- Your task -
Copy out each line of the listing that has the word "plate" in it.

- Input data -
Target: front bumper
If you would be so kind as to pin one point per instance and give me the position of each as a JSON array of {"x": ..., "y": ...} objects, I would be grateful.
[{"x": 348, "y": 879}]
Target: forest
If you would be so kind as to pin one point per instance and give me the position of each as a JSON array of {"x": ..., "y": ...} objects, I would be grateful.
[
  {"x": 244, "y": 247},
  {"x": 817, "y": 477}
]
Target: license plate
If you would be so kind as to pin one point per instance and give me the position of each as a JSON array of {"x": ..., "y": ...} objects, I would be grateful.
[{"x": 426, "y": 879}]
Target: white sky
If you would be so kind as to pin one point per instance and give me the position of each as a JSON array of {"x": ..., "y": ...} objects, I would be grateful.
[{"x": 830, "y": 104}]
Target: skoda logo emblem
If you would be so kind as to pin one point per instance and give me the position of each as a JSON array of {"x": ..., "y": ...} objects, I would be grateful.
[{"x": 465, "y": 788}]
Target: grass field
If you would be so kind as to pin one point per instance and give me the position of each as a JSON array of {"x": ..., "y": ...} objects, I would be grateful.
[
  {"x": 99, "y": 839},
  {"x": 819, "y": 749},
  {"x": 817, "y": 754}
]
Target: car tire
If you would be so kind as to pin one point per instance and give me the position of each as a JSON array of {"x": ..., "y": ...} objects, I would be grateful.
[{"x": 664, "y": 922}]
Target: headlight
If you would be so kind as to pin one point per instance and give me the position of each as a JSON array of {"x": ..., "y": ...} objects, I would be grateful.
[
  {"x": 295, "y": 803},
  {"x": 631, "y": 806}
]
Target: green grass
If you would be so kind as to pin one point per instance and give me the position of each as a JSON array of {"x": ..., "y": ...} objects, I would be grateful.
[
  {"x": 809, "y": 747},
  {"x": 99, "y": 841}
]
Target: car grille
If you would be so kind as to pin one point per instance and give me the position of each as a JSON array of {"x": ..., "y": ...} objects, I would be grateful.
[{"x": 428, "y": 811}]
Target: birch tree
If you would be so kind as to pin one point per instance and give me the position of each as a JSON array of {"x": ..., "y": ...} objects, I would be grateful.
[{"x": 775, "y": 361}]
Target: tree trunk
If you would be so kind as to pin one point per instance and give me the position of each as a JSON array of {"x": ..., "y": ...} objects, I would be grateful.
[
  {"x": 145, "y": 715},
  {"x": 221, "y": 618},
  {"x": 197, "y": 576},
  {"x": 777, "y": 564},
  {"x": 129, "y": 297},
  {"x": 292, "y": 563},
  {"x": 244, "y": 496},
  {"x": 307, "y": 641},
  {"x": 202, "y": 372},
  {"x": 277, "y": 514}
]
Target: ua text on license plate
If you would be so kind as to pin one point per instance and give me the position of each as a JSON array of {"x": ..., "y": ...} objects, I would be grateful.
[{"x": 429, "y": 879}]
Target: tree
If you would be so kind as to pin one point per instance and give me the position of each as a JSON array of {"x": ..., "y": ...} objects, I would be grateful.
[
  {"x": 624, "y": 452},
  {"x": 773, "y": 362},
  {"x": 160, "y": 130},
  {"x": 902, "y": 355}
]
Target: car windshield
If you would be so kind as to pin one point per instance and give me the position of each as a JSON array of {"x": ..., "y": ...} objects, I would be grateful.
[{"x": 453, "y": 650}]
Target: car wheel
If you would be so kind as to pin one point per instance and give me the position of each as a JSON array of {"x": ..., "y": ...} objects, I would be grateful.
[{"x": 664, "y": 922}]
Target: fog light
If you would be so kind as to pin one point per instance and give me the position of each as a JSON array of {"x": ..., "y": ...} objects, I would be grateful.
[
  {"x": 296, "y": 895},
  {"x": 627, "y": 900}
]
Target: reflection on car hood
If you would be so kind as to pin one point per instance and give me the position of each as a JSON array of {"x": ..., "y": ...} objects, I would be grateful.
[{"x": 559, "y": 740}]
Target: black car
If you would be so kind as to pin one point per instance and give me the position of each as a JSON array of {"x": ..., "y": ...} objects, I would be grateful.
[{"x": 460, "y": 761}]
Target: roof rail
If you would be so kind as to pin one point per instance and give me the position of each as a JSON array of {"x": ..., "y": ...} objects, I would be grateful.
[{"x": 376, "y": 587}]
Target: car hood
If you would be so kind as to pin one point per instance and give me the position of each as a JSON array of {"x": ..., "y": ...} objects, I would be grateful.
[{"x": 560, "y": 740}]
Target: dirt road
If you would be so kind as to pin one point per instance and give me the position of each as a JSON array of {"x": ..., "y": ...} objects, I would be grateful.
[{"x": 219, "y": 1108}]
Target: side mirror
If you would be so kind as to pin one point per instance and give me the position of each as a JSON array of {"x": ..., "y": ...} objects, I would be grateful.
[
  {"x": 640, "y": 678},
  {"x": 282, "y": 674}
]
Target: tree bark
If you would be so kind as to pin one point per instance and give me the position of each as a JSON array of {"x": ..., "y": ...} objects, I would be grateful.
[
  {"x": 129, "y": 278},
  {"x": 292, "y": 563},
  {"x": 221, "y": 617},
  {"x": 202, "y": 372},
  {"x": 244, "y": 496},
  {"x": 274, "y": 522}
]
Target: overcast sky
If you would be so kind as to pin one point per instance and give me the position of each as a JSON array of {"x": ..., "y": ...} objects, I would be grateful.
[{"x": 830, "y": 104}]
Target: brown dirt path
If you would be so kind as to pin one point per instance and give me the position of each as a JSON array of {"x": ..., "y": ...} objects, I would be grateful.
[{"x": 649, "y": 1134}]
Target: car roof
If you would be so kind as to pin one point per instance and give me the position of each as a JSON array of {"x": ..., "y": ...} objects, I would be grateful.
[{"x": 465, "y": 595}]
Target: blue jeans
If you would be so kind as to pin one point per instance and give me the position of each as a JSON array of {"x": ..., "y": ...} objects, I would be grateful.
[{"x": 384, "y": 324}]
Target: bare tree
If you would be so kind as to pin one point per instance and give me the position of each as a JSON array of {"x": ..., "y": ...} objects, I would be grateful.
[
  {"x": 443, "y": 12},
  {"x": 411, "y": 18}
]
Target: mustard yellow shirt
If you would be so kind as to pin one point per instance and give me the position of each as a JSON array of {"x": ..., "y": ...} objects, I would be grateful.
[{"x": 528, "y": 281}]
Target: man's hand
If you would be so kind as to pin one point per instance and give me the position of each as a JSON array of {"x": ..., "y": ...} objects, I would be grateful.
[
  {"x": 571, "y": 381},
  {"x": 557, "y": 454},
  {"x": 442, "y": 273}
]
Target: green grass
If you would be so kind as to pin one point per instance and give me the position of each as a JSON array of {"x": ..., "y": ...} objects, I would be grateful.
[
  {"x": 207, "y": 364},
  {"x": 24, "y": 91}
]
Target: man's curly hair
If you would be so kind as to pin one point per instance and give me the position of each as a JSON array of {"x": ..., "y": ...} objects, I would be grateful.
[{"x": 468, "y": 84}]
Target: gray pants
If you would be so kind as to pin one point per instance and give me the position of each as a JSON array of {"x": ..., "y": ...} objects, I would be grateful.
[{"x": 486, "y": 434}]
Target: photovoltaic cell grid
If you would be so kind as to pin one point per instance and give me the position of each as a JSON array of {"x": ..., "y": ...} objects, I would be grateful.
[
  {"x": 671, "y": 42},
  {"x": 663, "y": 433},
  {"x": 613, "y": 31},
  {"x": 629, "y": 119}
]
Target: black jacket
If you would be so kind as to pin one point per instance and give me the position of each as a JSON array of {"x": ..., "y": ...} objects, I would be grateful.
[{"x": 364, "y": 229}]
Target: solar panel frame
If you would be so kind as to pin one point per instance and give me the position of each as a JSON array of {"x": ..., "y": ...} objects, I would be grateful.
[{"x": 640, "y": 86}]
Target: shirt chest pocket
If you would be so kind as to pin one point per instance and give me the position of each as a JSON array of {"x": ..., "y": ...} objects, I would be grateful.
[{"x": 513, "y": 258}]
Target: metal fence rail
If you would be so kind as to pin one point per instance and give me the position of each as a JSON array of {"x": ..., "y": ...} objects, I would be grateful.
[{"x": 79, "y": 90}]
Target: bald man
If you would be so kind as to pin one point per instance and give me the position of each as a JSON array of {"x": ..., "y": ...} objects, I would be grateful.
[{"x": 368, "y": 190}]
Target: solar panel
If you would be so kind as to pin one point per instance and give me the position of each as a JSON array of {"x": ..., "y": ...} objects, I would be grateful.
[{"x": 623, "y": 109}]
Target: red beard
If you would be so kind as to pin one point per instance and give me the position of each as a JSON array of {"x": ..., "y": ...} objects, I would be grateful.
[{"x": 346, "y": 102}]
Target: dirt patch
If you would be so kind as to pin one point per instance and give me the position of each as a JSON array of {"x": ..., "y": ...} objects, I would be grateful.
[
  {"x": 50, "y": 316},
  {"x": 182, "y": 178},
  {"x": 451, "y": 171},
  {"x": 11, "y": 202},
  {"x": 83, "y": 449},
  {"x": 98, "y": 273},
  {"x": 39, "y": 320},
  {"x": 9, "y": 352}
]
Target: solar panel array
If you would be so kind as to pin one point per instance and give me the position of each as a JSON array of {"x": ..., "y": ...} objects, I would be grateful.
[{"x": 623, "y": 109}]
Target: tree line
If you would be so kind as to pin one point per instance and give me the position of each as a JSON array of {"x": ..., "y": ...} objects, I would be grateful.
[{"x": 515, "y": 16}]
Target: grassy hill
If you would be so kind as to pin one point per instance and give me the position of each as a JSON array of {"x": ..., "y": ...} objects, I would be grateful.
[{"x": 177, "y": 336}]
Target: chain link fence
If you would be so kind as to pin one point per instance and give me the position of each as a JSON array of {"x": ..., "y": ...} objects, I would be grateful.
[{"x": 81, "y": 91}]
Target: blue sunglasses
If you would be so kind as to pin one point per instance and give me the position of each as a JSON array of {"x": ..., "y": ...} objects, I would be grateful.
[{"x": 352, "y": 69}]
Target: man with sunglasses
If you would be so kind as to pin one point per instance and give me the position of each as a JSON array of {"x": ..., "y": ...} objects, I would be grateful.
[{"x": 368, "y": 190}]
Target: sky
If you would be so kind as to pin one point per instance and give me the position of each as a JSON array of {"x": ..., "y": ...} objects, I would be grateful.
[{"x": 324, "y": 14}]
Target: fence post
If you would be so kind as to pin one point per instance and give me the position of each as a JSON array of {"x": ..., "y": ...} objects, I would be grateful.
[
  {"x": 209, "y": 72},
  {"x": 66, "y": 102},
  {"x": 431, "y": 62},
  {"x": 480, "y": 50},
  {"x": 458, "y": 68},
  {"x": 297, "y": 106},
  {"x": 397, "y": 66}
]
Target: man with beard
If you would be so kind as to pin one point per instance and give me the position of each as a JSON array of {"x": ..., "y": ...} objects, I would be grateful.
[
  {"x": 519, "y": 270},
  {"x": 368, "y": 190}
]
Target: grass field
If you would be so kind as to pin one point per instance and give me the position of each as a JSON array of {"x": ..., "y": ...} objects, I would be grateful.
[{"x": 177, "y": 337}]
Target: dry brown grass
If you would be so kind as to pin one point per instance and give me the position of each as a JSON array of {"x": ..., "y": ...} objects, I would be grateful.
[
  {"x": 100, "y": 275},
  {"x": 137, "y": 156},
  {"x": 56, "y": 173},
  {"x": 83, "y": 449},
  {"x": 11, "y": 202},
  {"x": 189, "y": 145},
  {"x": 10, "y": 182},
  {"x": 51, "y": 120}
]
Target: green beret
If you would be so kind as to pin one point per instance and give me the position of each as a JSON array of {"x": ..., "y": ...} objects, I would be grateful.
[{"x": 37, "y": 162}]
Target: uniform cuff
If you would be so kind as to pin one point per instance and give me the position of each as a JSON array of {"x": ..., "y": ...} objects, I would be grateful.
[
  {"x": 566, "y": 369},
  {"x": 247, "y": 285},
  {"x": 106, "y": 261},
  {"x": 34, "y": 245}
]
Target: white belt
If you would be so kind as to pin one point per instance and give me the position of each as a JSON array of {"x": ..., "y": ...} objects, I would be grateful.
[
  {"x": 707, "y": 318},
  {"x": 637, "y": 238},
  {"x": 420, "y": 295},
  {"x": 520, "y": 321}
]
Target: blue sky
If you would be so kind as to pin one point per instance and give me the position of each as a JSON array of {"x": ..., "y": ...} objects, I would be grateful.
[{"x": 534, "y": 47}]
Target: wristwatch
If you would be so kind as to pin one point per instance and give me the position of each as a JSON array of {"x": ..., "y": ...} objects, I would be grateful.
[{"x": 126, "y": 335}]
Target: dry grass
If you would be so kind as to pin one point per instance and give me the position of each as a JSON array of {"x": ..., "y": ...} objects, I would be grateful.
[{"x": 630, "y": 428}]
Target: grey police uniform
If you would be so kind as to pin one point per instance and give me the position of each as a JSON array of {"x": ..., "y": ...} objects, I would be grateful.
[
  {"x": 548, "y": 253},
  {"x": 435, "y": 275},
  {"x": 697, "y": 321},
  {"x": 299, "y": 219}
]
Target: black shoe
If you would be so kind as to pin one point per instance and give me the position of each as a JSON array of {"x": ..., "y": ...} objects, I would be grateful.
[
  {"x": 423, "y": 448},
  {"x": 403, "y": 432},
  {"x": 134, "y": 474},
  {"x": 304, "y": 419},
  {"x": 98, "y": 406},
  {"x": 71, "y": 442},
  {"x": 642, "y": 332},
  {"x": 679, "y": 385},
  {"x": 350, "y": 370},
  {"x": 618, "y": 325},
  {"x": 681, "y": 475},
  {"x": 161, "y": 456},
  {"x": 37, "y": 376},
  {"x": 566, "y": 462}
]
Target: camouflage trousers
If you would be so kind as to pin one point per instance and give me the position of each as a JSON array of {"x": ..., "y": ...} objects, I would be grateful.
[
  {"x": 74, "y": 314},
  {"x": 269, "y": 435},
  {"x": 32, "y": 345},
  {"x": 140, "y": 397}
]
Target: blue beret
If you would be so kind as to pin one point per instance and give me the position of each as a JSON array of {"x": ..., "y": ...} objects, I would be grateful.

- Exercise answer -
Target: license plate
Target: ua text on license plate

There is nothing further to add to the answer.